*** DATA FOR THE TASK ***

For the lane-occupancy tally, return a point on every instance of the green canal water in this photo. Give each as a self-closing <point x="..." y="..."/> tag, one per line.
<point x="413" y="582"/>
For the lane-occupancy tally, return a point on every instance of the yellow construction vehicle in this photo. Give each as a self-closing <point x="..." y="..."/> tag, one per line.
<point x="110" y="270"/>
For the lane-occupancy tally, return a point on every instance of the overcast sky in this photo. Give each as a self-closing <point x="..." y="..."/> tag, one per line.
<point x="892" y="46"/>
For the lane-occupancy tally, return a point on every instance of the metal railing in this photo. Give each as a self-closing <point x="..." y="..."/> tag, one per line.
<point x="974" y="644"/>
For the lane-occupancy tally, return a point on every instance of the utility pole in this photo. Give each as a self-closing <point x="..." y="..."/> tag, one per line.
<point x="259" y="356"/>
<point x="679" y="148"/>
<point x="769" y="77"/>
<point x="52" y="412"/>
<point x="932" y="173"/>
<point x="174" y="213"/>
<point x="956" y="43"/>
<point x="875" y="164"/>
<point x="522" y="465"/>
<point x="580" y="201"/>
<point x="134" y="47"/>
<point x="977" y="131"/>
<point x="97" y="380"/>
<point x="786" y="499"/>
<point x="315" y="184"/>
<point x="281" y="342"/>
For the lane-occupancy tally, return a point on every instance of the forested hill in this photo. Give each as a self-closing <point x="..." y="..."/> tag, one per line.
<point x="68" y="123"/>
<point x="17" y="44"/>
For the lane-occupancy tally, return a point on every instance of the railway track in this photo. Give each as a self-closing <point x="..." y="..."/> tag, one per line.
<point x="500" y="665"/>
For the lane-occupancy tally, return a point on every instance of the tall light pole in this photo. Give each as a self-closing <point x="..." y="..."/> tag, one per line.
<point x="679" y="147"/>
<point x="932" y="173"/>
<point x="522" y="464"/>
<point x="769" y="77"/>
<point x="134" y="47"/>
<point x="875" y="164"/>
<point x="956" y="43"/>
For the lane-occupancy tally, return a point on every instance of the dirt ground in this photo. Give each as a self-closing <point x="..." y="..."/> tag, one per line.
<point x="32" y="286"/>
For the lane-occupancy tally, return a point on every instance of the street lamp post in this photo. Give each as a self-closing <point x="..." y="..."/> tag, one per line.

***

Write every line of the material above again, exactly.

For the lane-occupancy tally, return a point on every instance of the green canal water in this photo. Give each as a self-closing <point x="..." y="..."/> tag, one per line.
<point x="413" y="582"/>
For the lane-occupancy tally, return a point on every instance of the yellow construction vehicle in this photo. Give each as a self-closing <point x="..." y="..."/> tag, one per line.
<point x="110" y="270"/>
For the lane-occupancy tally, return a point on every instance of the overcast sky in this photo. Give each as a self-closing <point x="..." y="..."/> tag, one per line.
<point x="892" y="46"/>
For the lane-occupancy tally, return a point on every instance of the metal railing in this photo. Give each as a self-closing <point x="..." y="..."/> tag, one per line.
<point x="974" y="644"/>
For the lane-occupancy tally, return a point on every instance of the utility pole in this photo. Give each as a self-closing <point x="..." y="..."/> tag, one per line.
<point x="259" y="356"/>
<point x="679" y="148"/>
<point x="769" y="77"/>
<point x="52" y="412"/>
<point x="932" y="173"/>
<point x="174" y="213"/>
<point x="956" y="43"/>
<point x="875" y="164"/>
<point x="522" y="465"/>
<point x="580" y="201"/>
<point x="134" y="47"/>
<point x="977" y="131"/>
<point x="97" y="380"/>
<point x="786" y="499"/>
<point x="315" y="184"/>
<point x="281" y="342"/>
For the lane-occupancy tally, return a point on every instance of the forested hill in this photo. Give each as a self-closing <point x="..." y="..."/> tag, one per line.
<point x="68" y="123"/>
<point x="17" y="44"/>
For the lane-occupancy tally, return a point on every instance of the railway track in this photo. Give each as a self-closing <point x="..." y="..."/> tag, one per line.
<point x="500" y="665"/>
For the lane-occupancy tally, return a point on every instance of the tall light pole in this photo. Give each as a self-closing <point x="..." y="..."/> tag, one per line.
<point x="679" y="147"/>
<point x="932" y="173"/>
<point x="522" y="464"/>
<point x="769" y="77"/>
<point x="134" y="47"/>
<point x="875" y="164"/>
<point x="956" y="43"/>
For the lane-occupancy tally, return a point on every instance of the dirt ground in this photo. Give each as a self-closing <point x="..." y="..."/> tag, one per line.
<point x="32" y="286"/>
For the lane-occupancy tally, return a point on every instance of the street lamp post in this photo. Give each as a self-closing <point x="..." y="..."/> tag, one per line.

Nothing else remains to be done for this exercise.